Problem requirements =
Count the lines of the records below that contain the string "wildflower", and give only that number.

-- Begin Entries supplied --

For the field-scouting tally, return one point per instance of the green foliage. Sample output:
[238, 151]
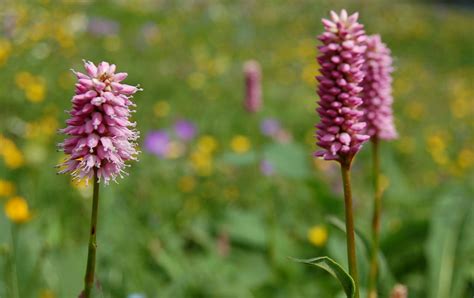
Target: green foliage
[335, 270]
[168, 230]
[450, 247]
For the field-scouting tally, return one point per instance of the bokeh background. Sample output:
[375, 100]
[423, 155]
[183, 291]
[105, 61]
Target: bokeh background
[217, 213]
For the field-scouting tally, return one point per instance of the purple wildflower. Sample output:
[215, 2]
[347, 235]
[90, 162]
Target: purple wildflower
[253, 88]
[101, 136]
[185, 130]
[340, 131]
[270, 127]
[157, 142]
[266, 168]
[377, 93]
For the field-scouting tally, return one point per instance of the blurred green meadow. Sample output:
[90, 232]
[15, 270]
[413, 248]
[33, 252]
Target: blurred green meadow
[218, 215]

-- End Entries supplied --
-- Begin Entries supplied --

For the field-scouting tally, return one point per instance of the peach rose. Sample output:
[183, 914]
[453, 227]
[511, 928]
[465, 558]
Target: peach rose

-- End Entries supplied --

Complete response =
2